## [Problems to solve]
1) Answer these questions about the post on medication side effects:
(a) Which three conditions does the writer say they are no longer having problems with?
(b) Which two problems was the writer having when the doctor lowered the dose?
(c) Besides showering, when else did the writer's hair come out?
2) Please repeat a section of the post on medication side effects word for word, starting at "Other than that, the" and ending at "the same situation?".

## [Text excerpt]

☆ ☆ ☆

Other than that, the med changes have done a lot of good. I am not having problems with OCD, bipolar, or depression. It feels very good to just sit and be.
Anyone experienced the side effect of hair loss ? I did, over time hair would come out when showering that was excessive. Also, when brushing. Now my hair looks different and thinner. Not happy with that. Saw my doctor and he lowered the dose as I was having tremors and acne. I do not seem to be experience this stuff anymore.. Wish I had taken care of this much sooner but with depression , you tend to forget about self care.
Anyways, looking for anyone who has experienced the same situation?

☆ ☆ ☆

## [Information provided]
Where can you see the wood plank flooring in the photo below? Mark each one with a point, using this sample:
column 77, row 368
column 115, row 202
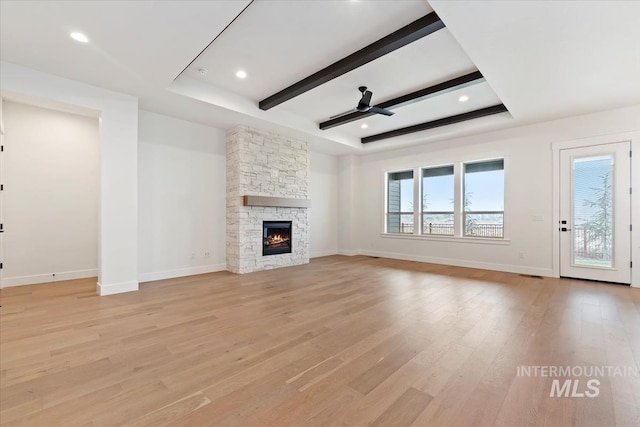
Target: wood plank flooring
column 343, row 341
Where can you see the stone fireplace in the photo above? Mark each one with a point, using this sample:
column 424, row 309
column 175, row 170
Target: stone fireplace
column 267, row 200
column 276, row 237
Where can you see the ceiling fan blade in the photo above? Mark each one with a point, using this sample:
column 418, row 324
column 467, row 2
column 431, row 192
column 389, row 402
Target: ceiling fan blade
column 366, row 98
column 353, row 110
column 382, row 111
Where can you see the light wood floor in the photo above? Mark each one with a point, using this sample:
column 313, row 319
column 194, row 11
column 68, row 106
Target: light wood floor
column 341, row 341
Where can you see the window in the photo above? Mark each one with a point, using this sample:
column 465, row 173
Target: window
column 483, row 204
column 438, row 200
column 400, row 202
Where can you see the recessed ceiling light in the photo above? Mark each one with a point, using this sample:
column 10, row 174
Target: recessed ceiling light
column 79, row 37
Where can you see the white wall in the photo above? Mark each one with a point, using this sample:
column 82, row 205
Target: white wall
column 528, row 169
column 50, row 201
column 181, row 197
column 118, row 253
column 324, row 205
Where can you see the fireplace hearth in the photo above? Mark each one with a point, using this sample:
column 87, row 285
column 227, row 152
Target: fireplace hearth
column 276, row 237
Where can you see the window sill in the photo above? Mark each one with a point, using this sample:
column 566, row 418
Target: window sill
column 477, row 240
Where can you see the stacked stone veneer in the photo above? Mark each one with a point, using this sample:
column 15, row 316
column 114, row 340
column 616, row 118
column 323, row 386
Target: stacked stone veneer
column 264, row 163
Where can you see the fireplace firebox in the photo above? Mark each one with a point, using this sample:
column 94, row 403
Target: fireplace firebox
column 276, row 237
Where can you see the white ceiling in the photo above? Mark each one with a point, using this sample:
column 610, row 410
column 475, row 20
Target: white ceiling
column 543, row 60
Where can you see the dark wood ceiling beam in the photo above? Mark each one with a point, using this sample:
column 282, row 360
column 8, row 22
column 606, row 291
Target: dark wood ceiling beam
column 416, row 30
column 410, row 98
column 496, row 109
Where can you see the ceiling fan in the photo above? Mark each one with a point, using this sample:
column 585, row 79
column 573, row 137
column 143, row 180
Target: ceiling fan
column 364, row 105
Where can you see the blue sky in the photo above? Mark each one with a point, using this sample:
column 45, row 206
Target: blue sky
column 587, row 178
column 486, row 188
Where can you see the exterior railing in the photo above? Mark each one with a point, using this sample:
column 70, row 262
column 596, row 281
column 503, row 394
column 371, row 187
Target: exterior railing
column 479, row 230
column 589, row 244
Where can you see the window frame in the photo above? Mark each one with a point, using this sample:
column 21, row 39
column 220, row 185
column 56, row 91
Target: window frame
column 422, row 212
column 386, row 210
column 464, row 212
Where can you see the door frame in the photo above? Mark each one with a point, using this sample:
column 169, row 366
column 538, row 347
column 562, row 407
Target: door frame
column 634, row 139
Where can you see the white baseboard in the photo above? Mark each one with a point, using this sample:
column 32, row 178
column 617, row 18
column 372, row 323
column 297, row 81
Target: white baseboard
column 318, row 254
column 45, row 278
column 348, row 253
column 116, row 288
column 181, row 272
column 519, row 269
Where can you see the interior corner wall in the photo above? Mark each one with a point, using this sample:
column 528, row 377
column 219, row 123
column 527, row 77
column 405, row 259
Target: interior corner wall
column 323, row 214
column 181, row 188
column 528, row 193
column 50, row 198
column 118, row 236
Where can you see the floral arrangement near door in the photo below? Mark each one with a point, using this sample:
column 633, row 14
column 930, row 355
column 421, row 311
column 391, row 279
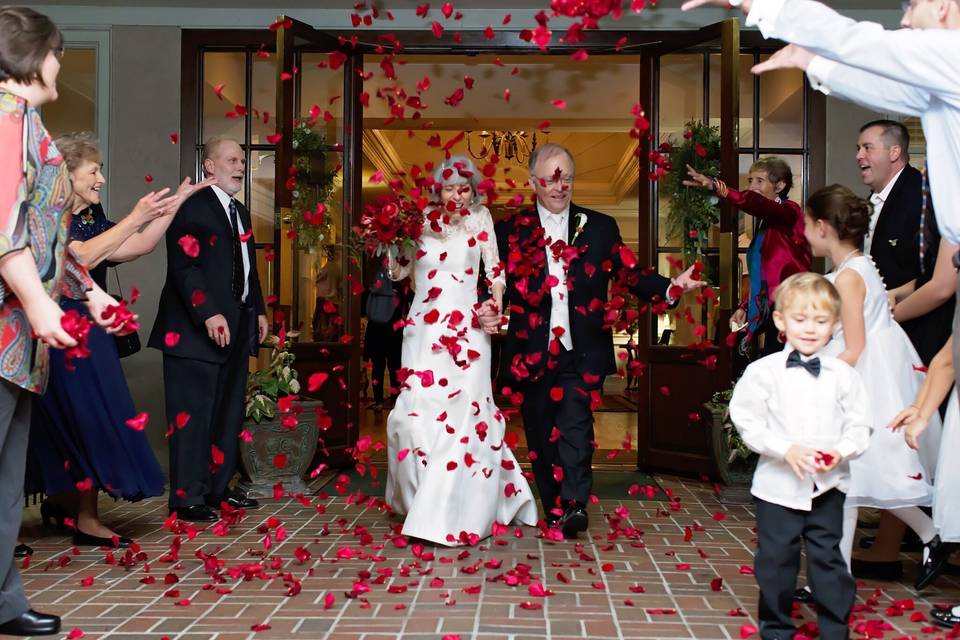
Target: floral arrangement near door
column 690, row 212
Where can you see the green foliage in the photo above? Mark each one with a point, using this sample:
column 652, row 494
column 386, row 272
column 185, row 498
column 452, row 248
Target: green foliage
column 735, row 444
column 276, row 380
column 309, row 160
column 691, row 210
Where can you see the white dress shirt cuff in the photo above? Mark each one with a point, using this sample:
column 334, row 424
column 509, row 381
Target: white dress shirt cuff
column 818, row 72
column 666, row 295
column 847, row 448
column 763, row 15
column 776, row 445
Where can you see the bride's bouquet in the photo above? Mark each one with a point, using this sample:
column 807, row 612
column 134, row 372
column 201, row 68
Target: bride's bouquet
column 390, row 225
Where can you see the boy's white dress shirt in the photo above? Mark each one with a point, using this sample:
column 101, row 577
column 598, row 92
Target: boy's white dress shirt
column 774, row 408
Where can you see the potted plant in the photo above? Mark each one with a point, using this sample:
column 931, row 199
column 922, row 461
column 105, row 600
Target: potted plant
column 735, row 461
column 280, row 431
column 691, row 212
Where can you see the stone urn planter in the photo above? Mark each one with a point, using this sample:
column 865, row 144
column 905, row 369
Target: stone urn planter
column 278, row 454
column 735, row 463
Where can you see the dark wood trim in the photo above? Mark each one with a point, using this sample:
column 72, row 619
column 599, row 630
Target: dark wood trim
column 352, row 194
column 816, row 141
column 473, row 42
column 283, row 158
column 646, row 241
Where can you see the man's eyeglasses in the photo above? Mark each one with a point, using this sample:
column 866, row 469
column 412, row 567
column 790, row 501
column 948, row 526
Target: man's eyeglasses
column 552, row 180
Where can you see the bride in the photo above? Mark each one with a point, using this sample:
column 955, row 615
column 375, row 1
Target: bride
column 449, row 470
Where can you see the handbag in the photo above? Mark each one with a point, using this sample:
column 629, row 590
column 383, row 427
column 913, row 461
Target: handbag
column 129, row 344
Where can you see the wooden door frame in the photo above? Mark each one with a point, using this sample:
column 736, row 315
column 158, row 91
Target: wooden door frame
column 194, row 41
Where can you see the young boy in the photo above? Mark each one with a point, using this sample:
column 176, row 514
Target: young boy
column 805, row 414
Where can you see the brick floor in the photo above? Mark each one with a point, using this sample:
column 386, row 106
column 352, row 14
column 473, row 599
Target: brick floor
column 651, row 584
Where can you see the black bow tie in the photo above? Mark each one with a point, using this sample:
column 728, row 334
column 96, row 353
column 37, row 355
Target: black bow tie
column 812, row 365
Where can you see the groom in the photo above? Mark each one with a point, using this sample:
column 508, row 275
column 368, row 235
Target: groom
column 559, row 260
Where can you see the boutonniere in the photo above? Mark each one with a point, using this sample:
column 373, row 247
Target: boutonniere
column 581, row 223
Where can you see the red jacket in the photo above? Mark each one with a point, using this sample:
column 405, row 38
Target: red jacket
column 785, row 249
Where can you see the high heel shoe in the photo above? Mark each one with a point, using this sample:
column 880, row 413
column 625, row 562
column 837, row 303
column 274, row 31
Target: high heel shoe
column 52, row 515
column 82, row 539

☆ ☆ ☆

## [Completed exercise]
1)
(a) OCD, bipolar, and depression.
(b) Tremors and acne.
(c) When brushing.

2)
Other than that, the med changes have done a lot of good. I am not having problems with OCD, bipolar, or depression. It feels very good to just sit and be.
Anyone experienced the side effect of hair loss ? I did, over time hair would come out when showering that was excessive. Also, when brushing. Now my hair looks different and thinner. Not happy with that. Saw my doctor and he lowered the dose as I was having tremors and acne. I do not seem to be experience this stuff anymore.. Wish I had taken care of this much sooner but with depression , you tend to forget about self care.
Anyways, looking for anyone who has experienced the same situation?